__Requirements__:
Return each line below that contains the word "metal", treating uppercase and lowercase as distinct.

— Start Data section —

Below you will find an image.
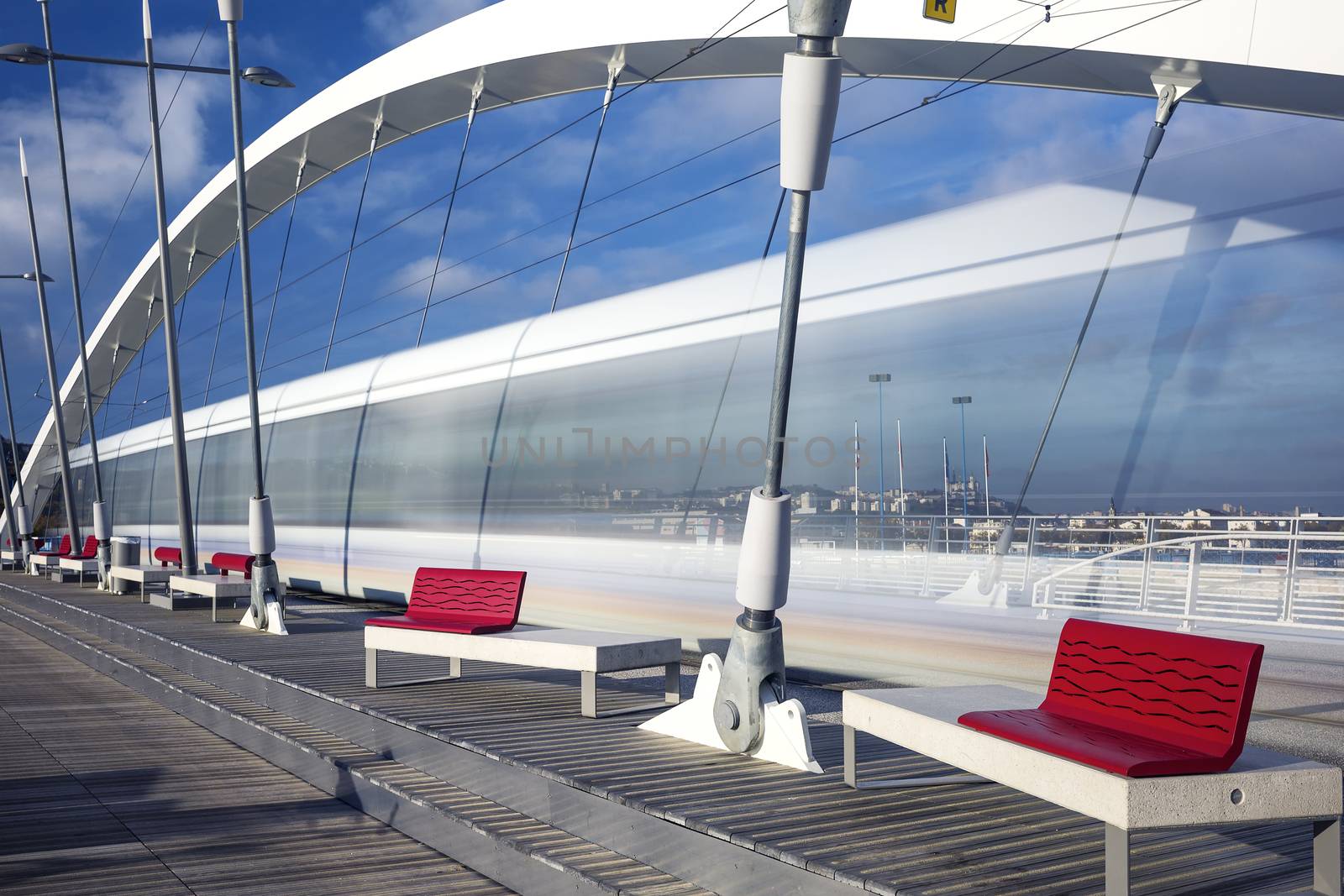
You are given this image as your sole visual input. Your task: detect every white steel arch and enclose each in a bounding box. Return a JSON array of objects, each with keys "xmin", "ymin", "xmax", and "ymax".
[{"xmin": 22, "ymin": 0, "xmax": 1344, "ymax": 518}]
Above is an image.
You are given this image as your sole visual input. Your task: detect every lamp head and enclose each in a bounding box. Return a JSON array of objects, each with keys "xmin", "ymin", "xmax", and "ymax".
[
  {"xmin": 0, "ymin": 43, "xmax": 51, "ymax": 65},
  {"xmin": 244, "ymin": 65, "xmax": 294, "ymax": 87}
]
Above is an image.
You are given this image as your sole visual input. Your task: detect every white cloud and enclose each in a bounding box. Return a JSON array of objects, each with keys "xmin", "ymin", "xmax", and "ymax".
[{"xmin": 365, "ymin": 0, "xmax": 493, "ymax": 47}]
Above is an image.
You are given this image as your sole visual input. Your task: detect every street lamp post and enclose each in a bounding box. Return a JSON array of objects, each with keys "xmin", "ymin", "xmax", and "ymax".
[
  {"xmin": 0, "ymin": 0, "xmax": 294, "ymax": 583},
  {"xmin": 0, "ymin": 273, "xmax": 54, "ymax": 569},
  {"xmin": 18, "ymin": 139, "xmax": 82, "ymax": 567},
  {"xmin": 952, "ymin": 395, "xmax": 970, "ymax": 544},
  {"xmin": 39, "ymin": 0, "xmax": 112, "ymax": 587},
  {"xmin": 869, "ymin": 374, "xmax": 891, "ymax": 551},
  {"xmin": 219, "ymin": 0, "xmax": 286, "ymax": 634},
  {"xmin": 141, "ymin": 0, "xmax": 199, "ymax": 575},
  {"xmin": 641, "ymin": 0, "xmax": 849, "ymax": 773}
]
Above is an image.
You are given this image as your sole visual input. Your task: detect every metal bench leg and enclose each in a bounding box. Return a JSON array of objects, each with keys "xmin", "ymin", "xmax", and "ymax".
[
  {"xmin": 663, "ymin": 661, "xmax": 681, "ymax": 706},
  {"xmin": 580, "ymin": 659, "xmax": 681, "ymax": 719},
  {"xmin": 844, "ymin": 726, "xmax": 995, "ymax": 789},
  {"xmin": 1106, "ymin": 825, "xmax": 1129, "ymax": 896},
  {"xmin": 365, "ymin": 647, "xmax": 462, "ymax": 688},
  {"xmin": 844, "ymin": 726, "xmax": 858, "ymax": 787},
  {"xmin": 1312, "ymin": 818, "xmax": 1341, "ymax": 896}
]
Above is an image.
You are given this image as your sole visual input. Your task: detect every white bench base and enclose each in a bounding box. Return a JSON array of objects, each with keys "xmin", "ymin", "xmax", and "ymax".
[
  {"xmin": 29, "ymin": 553, "xmax": 62, "ymax": 576},
  {"xmin": 109, "ymin": 564, "xmax": 177, "ymax": 603},
  {"xmin": 365, "ymin": 626, "xmax": 681, "ymax": 719},
  {"xmin": 843, "ymin": 685, "xmax": 1344, "ymax": 896},
  {"xmin": 59, "ymin": 558, "xmax": 98, "ymax": 589},
  {"xmin": 165, "ymin": 574, "xmax": 259, "ymax": 622}
]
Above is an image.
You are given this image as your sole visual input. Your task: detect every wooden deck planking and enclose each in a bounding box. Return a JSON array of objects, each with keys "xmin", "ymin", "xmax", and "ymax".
[
  {"xmin": 3, "ymin": 580, "xmax": 1333, "ymax": 896},
  {"xmin": 0, "ymin": 625, "xmax": 509, "ymax": 896}
]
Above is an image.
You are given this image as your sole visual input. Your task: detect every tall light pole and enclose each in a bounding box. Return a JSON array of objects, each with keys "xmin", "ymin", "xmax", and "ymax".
[
  {"xmin": 141, "ymin": 0, "xmax": 200, "ymax": 575},
  {"xmin": 38, "ymin": 0, "xmax": 112, "ymax": 587},
  {"xmin": 896, "ymin": 417, "xmax": 906, "ymax": 556},
  {"xmin": 219, "ymin": 0, "xmax": 287, "ymax": 634},
  {"xmin": 0, "ymin": 0, "xmax": 293, "ymax": 583},
  {"xmin": 869, "ymin": 374, "xmax": 891, "ymax": 551},
  {"xmin": 952, "ymin": 395, "xmax": 970, "ymax": 544},
  {"xmin": 643, "ymin": 0, "xmax": 849, "ymax": 773},
  {"xmin": 18, "ymin": 139, "xmax": 81, "ymax": 551},
  {"xmin": 0, "ymin": 273, "xmax": 54, "ymax": 561}
]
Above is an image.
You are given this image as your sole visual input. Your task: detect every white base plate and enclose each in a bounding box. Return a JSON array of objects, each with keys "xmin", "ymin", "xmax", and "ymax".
[
  {"xmin": 640, "ymin": 652, "xmax": 822, "ymax": 775},
  {"xmin": 934, "ymin": 571, "xmax": 1008, "ymax": 610},
  {"xmin": 238, "ymin": 600, "xmax": 289, "ymax": 634}
]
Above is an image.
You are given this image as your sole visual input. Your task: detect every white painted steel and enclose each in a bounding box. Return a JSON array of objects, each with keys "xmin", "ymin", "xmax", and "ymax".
[
  {"xmin": 1031, "ymin": 525, "xmax": 1344, "ymax": 632},
  {"xmin": 22, "ymin": 0, "xmax": 1344, "ymax": 527},
  {"xmin": 780, "ymin": 52, "xmax": 844, "ymax": 191}
]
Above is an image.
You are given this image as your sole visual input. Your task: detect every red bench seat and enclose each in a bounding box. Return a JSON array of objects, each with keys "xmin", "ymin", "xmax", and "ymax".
[
  {"xmin": 66, "ymin": 535, "xmax": 98, "ymax": 560},
  {"xmin": 365, "ymin": 567, "xmax": 527, "ymax": 634},
  {"xmin": 35, "ymin": 535, "xmax": 71, "ymax": 558},
  {"xmin": 210, "ymin": 551, "xmax": 257, "ymax": 580},
  {"xmin": 958, "ymin": 619, "xmax": 1265, "ymax": 778}
]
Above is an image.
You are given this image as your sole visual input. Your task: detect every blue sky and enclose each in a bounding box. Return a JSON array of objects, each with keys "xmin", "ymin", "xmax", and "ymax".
[{"xmin": 0, "ymin": 0, "xmax": 1344, "ymax": 511}]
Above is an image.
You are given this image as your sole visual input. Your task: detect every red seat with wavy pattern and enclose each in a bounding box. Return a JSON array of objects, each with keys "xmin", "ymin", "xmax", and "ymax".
[
  {"xmin": 36, "ymin": 535, "xmax": 70, "ymax": 558},
  {"xmin": 958, "ymin": 619, "xmax": 1265, "ymax": 778},
  {"xmin": 365, "ymin": 567, "xmax": 527, "ymax": 634}
]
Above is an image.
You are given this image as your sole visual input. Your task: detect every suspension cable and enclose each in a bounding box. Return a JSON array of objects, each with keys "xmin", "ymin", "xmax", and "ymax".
[
  {"xmin": 995, "ymin": 123, "xmax": 1165, "ymax": 558},
  {"xmin": 681, "ymin": 186, "xmax": 789, "ymax": 537},
  {"xmin": 104, "ymin": 0, "xmax": 1203, "ymax": 427},
  {"xmin": 548, "ymin": 62, "xmax": 625, "ymax": 314},
  {"xmin": 259, "ymin": 149, "xmax": 307, "ymax": 370},
  {"xmin": 56, "ymin": 23, "xmax": 210, "ymax": 352},
  {"xmin": 200, "ymin": 251, "xmax": 238, "ymax": 407},
  {"xmin": 323, "ymin": 112, "xmax": 383, "ymax": 372},
  {"xmin": 422, "ymin": 76, "xmax": 486, "ymax": 346}
]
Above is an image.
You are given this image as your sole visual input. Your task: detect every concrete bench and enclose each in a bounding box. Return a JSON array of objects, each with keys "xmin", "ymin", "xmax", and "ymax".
[
  {"xmin": 0, "ymin": 548, "xmax": 23, "ymax": 569},
  {"xmin": 166, "ymin": 574, "xmax": 251, "ymax": 622},
  {"xmin": 365, "ymin": 567, "xmax": 681, "ymax": 719},
  {"xmin": 164, "ymin": 551, "xmax": 263, "ymax": 622},
  {"xmin": 29, "ymin": 535, "xmax": 72, "ymax": 575},
  {"xmin": 59, "ymin": 558, "xmax": 98, "ymax": 589},
  {"xmin": 843, "ymin": 619, "xmax": 1344, "ymax": 896},
  {"xmin": 365, "ymin": 626, "xmax": 681, "ymax": 719},
  {"xmin": 110, "ymin": 565, "xmax": 180, "ymax": 603}
]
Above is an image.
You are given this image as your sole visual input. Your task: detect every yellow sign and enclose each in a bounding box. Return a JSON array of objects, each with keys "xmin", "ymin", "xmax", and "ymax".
[{"xmin": 925, "ymin": 0, "xmax": 957, "ymax": 22}]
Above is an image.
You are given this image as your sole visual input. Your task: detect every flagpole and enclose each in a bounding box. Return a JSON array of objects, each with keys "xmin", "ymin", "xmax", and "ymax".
[
  {"xmin": 853, "ymin": 421, "xmax": 860, "ymax": 560},
  {"xmin": 942, "ymin": 435, "xmax": 952, "ymax": 553},
  {"xmin": 896, "ymin": 417, "xmax": 906, "ymax": 553},
  {"xmin": 979, "ymin": 435, "xmax": 990, "ymax": 520}
]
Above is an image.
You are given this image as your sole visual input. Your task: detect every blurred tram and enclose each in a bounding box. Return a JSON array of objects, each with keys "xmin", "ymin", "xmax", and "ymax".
[{"xmin": 42, "ymin": 173, "xmax": 1337, "ymax": 676}]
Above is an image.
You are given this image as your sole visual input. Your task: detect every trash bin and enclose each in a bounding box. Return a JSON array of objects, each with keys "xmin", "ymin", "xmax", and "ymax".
[{"xmin": 112, "ymin": 535, "xmax": 139, "ymax": 594}]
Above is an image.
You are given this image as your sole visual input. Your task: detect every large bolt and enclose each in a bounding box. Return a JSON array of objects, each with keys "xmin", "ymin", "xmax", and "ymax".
[{"xmin": 714, "ymin": 700, "xmax": 742, "ymax": 731}]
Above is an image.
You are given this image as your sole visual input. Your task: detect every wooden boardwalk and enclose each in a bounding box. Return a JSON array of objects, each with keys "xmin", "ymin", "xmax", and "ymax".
[
  {"xmin": 0, "ymin": 623, "xmax": 511, "ymax": 896},
  {"xmin": 0, "ymin": 574, "xmax": 1327, "ymax": 896}
]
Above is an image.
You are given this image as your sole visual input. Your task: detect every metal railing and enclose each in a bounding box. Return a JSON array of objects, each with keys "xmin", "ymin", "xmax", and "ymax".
[
  {"xmin": 1031, "ymin": 527, "xmax": 1344, "ymax": 631},
  {"xmin": 795, "ymin": 513, "xmax": 1344, "ymax": 631}
]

— End Data section —

__Solution__:
You are given this image as your sole visual input. Your task: detect every metal bench leg and enclose each in a bounding box. Return a JSON array of objects, each with keys "xmin", "ymin", "xmax", and "ymax".
You are given this image as your sole visual input. Your task: detect every metal railing and enclose each in a bounding box. Return a JSON array of objects, each with keys "xmin", "ymin", "xmax", and "ymax".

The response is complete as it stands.